__CONSEGNA__.
Stampa tutte le righe riportate qui sotto, dalla prima all'ultima, senza cambiare nulla.
------------------------------------------------------------------------
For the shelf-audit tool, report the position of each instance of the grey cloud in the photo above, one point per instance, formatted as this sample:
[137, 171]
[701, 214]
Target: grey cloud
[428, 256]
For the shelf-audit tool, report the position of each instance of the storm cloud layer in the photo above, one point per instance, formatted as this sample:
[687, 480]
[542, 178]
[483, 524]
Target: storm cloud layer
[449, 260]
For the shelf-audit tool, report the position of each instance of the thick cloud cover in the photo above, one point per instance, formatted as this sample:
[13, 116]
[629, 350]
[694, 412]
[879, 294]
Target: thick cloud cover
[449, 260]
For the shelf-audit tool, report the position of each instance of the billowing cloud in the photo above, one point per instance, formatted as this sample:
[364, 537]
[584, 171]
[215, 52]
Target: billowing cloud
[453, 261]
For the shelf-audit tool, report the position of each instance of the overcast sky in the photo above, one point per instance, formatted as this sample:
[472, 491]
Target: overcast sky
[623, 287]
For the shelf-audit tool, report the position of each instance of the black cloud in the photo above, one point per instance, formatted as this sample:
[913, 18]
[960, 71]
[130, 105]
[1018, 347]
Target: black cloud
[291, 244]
------------------------------------------------------------------------
__RISULTATO COMPLETO__.
For the shelf-audit tool, report the position of each instance of the grey cloud in the photo above, one point per instance, formatted as this sample:
[137, 171]
[701, 214]
Target: grey cloud
[428, 256]
For the shelf-audit tool, report the position of each instance of the storm cloud layer in the photo above, one point per instance, formatted as this sample:
[687, 480]
[542, 178]
[483, 524]
Target: storm cloud layer
[449, 260]
For the shelf-audit tool, report the position of each instance of the thick cloud cover in the photo above, one point per instance, formatted as this sample:
[13, 116]
[629, 350]
[694, 412]
[879, 294]
Target: thick cloud cover
[449, 260]
For the shelf-audit tool, report the position of each instance of the billowing cloud in the photo above, one point per instance, formatted as this sample:
[364, 537]
[584, 171]
[215, 52]
Target: billowing cloud
[453, 261]
For the shelf-audit tool, report the position of each instance of the overcast sky in the photo above, one point per instance, formatted as this sample:
[472, 491]
Target: overcast sky
[623, 287]
For the shelf-audit tool, report the position of each instance of the black cloud in the photo above, one point per instance, formatted as this sample:
[913, 18]
[960, 71]
[130, 105]
[1018, 347]
Target: black cloud
[291, 244]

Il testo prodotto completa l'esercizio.